Azarlar; çünkü o, Amerikan rüyasının değil, Amerikan kâbusunun sinemacısıdır. Rüyacılar, Tatatatatata, ciuuuuvvvvvvvv, gümmmmm… ile seyircide adeta havai fişek etkisi yaratarak şiddet doğuran bir sistemi hafifletip neredeyse eğlenceli hale getirmeyi ve sonunda Amerikan adaletini ilahi adalet mertebesine yükselterek “rüya”nın sürdürülebilirliğini mümkün kılmayı; kâbusçular ise o sistemin yarattığı sorunları derinlemesine çözümleyip nedenlerini sorumluların yüzüne çarpmayı tercih ederler.

1952 Kentucky (ABD) doğumlu Gus Van Sant da bu ikincilerdendir, sinemanın her türlü anlatım olanaklarını kullanarak olayı değilse de olguyu anlamlandırmaya çalışır. Filmografisinde Sonsuz İhtiras (1995), Can Dostum (1997), Forrester’ı Bulmak (2000), Son Günler (2005), Sekiz (2008), Sonsuzluk Ormanı (2015) gibi ses getiren filmler bulunan Van Sant, sanatsal yaratıcılıkta Pink / Pembe adlı romanıyla edebiyata ve çıkardığı 10 kadar albümle müziğe de yelken açmış, çoklu ilgi alanına sahip bir sanatçı.

• Veri satırları:
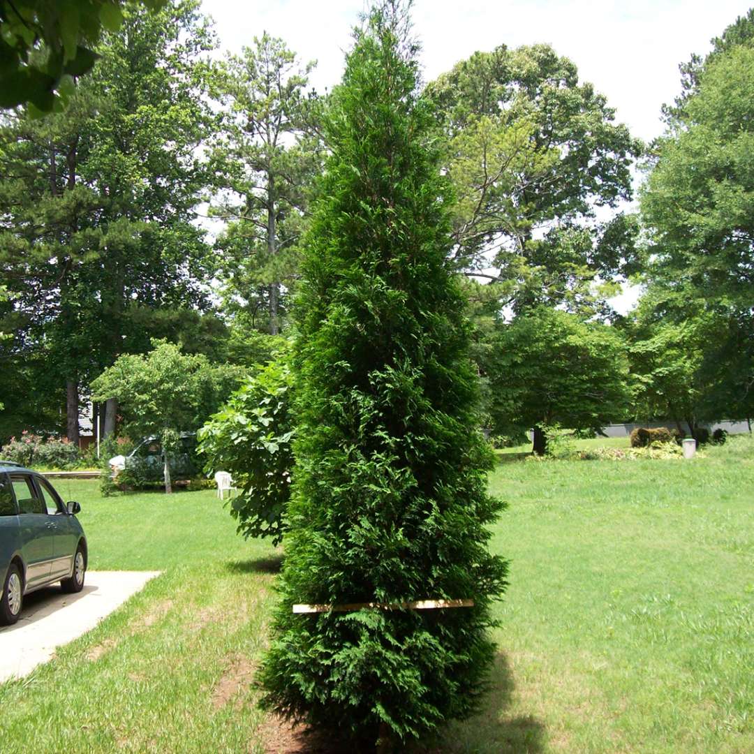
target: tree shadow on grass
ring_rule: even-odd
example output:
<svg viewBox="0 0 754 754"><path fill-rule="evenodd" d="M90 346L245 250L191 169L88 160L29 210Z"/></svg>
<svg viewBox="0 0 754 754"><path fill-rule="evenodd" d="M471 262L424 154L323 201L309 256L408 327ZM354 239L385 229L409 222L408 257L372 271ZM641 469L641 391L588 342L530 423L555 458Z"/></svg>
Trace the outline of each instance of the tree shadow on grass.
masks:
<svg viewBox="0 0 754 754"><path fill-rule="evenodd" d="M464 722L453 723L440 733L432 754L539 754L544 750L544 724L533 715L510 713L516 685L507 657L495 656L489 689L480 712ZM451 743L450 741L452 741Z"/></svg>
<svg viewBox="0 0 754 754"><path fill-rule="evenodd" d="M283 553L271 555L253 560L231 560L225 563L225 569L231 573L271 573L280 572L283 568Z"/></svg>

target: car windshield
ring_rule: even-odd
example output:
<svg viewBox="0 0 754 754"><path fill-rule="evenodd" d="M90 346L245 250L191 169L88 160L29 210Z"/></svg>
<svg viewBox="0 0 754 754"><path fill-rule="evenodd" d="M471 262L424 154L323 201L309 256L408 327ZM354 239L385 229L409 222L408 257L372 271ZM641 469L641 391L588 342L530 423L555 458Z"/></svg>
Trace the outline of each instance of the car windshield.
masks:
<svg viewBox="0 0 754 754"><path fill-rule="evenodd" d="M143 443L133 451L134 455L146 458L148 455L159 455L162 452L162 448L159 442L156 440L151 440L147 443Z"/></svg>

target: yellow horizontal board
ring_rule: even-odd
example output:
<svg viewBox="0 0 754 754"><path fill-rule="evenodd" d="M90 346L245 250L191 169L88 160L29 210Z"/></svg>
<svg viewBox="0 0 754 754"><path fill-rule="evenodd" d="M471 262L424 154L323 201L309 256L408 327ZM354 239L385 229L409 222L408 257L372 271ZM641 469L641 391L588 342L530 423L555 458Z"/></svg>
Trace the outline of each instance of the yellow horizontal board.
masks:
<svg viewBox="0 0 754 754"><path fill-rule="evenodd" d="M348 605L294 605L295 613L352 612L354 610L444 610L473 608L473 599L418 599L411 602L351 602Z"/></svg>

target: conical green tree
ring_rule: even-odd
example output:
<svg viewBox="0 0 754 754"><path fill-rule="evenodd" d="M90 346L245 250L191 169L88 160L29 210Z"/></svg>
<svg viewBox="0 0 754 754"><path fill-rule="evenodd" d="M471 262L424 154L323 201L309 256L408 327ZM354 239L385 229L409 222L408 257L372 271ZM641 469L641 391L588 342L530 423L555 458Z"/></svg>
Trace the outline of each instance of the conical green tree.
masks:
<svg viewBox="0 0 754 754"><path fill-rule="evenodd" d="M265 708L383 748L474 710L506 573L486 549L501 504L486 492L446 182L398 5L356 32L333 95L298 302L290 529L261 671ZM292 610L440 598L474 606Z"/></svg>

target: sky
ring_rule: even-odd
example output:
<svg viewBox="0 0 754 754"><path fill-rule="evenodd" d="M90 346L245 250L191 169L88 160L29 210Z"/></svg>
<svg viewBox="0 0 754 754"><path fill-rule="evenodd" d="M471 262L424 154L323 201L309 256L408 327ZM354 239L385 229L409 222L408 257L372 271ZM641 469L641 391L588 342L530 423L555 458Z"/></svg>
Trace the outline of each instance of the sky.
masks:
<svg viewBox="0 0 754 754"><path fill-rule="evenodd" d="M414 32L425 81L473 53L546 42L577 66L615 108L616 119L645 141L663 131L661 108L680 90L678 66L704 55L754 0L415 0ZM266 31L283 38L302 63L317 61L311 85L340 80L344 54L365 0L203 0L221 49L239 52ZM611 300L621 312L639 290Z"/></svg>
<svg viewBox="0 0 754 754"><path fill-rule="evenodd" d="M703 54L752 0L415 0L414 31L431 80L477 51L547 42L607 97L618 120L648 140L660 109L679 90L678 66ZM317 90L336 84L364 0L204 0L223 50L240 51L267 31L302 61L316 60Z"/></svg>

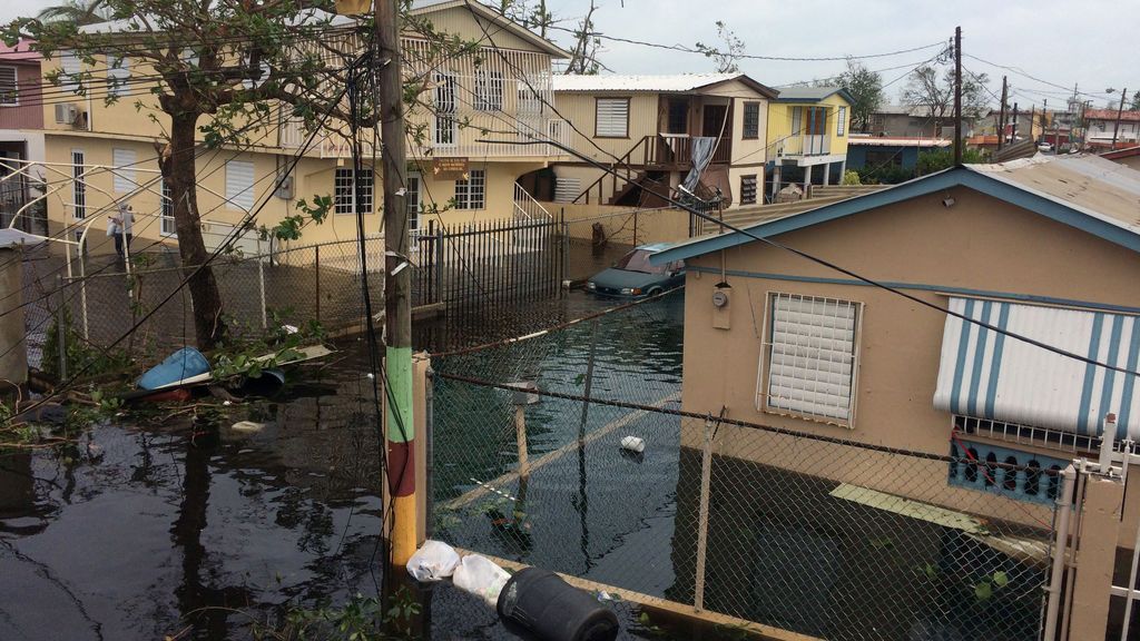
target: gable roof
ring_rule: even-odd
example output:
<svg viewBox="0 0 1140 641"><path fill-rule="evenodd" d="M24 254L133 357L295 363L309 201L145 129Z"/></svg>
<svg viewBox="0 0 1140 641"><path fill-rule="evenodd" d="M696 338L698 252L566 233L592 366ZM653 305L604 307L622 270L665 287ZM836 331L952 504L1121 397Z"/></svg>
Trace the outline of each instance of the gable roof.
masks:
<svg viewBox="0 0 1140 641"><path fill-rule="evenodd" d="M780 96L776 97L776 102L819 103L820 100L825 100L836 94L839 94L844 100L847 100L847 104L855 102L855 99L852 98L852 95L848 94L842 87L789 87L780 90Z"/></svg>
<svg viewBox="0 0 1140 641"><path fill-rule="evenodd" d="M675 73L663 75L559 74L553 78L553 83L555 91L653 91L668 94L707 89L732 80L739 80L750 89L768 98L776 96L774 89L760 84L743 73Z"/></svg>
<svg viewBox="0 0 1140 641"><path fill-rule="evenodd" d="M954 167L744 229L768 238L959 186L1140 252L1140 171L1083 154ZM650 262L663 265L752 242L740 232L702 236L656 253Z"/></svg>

...

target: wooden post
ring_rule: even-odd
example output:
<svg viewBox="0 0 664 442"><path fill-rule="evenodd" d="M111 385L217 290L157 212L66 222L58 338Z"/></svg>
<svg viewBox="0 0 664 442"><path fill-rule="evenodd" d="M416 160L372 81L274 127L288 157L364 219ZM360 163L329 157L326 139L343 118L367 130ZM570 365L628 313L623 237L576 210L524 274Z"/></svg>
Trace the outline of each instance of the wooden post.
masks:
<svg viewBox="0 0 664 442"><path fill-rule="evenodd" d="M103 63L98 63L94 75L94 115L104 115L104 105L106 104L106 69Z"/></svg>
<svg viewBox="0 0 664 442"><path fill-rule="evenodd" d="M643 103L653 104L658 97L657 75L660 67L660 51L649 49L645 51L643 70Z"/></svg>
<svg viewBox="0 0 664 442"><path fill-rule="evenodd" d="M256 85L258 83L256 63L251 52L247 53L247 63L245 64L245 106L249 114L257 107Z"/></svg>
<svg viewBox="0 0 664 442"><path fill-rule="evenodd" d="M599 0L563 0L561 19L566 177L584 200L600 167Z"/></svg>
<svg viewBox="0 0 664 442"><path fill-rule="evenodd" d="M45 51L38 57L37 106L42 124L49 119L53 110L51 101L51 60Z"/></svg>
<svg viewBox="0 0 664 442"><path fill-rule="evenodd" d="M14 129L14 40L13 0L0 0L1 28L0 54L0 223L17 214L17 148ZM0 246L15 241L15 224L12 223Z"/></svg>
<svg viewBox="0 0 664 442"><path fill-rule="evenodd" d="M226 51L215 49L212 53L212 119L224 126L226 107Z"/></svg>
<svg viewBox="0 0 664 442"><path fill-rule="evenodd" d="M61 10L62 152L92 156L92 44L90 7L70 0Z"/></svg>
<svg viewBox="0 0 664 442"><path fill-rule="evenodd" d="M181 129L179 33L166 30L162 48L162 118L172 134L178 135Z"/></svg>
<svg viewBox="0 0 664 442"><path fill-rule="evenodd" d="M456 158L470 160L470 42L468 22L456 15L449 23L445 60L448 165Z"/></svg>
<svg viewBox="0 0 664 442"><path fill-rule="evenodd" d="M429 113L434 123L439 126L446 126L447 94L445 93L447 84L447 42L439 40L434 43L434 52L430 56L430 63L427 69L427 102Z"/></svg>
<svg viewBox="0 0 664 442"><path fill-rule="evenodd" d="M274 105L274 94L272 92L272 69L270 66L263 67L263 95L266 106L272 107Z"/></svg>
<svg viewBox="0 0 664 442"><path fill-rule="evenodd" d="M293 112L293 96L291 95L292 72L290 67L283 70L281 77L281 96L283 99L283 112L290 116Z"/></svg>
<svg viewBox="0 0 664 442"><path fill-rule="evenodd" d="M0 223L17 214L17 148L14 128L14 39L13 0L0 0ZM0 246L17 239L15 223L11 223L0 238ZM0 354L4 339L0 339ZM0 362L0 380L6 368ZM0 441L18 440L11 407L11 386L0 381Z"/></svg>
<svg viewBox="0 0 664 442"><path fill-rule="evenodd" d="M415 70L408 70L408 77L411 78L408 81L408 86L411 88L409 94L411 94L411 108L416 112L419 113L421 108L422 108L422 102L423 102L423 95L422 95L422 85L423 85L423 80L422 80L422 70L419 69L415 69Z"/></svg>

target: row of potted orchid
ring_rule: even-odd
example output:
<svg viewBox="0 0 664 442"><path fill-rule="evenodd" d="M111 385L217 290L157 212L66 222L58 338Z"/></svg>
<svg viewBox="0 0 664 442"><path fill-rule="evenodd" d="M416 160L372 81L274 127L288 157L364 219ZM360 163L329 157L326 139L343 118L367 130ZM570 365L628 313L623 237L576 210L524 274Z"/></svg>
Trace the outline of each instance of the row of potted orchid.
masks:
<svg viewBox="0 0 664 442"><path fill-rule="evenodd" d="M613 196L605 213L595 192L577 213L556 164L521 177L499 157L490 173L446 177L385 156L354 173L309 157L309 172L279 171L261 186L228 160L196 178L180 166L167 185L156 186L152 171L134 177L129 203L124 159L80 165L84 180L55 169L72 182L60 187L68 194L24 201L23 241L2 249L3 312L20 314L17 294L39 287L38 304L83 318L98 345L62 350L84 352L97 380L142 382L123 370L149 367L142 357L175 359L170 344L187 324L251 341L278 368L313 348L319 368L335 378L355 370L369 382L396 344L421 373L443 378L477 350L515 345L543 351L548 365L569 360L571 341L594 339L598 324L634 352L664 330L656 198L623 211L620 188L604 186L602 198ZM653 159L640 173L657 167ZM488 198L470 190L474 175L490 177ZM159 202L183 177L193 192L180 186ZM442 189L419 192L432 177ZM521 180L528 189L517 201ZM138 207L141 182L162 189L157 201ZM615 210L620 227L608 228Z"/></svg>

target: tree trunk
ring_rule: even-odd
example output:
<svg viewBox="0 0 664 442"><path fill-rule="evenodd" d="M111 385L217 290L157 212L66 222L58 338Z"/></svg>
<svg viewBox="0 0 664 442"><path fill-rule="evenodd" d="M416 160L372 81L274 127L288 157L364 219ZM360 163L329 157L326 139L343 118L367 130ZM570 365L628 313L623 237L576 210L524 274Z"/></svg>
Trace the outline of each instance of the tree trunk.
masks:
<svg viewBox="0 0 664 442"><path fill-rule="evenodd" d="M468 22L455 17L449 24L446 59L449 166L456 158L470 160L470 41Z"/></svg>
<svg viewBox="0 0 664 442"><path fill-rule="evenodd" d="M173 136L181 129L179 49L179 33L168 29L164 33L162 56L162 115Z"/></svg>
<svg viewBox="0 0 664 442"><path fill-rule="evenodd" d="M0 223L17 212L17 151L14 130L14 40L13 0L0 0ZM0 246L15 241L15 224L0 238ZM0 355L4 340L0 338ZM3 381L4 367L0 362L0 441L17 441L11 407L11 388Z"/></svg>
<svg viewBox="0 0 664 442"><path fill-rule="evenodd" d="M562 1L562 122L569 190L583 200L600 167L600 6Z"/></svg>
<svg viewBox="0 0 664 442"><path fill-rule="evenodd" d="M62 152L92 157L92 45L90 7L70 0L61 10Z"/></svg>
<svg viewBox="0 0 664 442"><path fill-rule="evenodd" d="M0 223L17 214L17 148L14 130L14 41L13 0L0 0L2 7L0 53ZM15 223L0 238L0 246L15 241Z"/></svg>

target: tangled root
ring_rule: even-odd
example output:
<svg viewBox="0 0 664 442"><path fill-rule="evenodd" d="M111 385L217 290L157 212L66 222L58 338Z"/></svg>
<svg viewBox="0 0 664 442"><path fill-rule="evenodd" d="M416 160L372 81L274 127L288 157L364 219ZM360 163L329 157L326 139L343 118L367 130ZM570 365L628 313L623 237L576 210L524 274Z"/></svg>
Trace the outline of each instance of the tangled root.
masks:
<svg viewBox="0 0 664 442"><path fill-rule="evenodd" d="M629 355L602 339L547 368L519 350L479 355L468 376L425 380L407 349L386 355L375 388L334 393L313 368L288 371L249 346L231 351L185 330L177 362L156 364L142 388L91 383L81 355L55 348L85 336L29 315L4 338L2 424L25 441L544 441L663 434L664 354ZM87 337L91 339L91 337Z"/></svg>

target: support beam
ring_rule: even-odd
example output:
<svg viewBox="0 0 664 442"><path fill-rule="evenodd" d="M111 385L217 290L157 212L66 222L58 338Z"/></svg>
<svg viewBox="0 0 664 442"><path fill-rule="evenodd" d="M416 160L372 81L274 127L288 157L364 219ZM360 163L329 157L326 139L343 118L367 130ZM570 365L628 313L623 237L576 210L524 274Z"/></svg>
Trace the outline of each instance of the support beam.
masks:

---

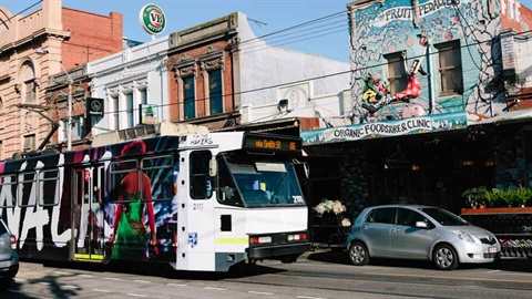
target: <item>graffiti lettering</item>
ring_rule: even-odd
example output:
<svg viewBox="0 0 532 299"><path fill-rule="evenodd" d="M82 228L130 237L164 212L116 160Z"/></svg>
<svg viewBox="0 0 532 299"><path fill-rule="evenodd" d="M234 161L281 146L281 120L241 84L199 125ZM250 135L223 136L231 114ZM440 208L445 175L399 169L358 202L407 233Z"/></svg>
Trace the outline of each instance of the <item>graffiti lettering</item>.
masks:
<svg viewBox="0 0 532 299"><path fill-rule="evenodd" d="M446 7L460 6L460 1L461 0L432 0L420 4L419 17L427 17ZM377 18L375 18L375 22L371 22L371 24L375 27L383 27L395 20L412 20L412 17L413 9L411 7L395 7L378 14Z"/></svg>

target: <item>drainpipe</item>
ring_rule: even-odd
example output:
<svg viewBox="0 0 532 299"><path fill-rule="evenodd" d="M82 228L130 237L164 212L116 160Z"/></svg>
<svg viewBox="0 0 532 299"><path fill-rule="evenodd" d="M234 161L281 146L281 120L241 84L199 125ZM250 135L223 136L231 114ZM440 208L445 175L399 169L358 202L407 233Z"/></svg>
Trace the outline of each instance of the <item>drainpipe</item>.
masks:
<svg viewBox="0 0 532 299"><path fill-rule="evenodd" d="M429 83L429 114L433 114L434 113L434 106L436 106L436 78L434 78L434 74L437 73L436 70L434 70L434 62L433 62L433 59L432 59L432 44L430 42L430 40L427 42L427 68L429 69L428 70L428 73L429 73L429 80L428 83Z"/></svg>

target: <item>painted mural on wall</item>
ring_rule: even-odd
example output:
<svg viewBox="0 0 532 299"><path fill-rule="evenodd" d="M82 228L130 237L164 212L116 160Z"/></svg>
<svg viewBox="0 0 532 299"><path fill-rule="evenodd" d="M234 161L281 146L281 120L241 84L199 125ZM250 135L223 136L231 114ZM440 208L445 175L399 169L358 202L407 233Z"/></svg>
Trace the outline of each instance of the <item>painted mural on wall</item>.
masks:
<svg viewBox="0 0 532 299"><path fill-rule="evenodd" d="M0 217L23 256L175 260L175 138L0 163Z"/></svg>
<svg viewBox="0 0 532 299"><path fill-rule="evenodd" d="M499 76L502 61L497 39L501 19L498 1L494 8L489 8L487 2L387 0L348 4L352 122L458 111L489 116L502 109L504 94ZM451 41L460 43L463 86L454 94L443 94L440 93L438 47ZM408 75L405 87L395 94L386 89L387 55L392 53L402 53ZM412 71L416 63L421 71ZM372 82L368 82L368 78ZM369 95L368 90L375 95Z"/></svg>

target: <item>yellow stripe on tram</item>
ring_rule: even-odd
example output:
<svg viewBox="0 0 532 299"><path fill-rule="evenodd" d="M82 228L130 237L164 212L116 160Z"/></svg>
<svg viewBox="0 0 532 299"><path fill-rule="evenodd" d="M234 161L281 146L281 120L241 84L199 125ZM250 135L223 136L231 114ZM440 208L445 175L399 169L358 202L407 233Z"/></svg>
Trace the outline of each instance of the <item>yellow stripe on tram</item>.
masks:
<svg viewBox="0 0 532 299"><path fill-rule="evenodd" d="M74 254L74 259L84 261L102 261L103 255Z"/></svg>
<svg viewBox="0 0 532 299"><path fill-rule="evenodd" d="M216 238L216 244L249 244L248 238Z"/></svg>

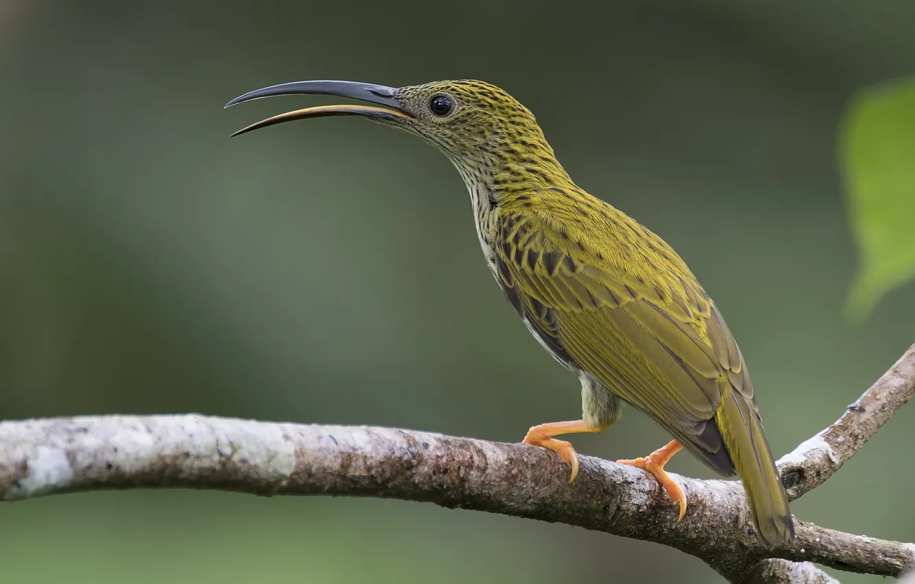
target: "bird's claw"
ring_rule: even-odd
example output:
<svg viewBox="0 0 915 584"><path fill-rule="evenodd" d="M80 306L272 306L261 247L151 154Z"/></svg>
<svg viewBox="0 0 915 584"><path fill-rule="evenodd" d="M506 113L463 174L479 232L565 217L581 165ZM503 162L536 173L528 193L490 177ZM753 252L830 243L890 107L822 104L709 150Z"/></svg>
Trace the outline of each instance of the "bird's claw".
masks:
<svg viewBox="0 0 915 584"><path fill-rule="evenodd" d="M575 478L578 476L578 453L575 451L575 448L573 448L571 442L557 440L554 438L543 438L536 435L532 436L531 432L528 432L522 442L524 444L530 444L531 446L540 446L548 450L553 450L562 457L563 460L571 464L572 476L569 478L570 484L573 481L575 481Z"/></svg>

• Görev listesi:
[1] Kaynak metne göre aşağıdaki soruları yanıtlayın.
(a) Kâbusçular neyi tercih eder?
(b) Gus Van Sant hangi yılda ve nerede doğmuştur?
(c) Van Sant'ın edebiyata yelken açtığı romanın adı nedir?
[2] Kaynak metinde "1952 Kentucky (ABD)" ile "sahip bir sanatçı." arasındaki kısmı, bu ifadeler de dahil olmak üzere aynen yazıya geçirin.

• Alıştırma çözümleri:
[1]
(a) Sistemin yarattığı sorunları derinlemesine çözümleyip nedenlerini sorumluların yüzüne çarpmayı tercih ederler.
(b) 1952'de Kentucky'de (ABD) doğmuştur.
(c) Pink / Pembe.

[2]
1952 Kentucky (ABD) doğumlu Gus Van Sant da bu ikincilerdendir, sinemanın her türlü anlatım olanaklarını kullanarak olayı değilse de olguyu anlamlandırmaya çalışır. Filmografisinde Sonsuz İhtiras (1995), Can Dostum (1997), Forrester’ı Bulmak (2000), Son Günler (2005), Sekiz (2008), Sonsuzluk Ormanı (2015) gibi ses getiren filmler bulunan Van Sant, sanatsal yaratıcılıkta Pink / Pembe adlı romanıyla edebiyata ve çıkardığı 10 kadar albümle müziğe de yelken açmış, çoklu ilgi alanına sahip bir sanatçı.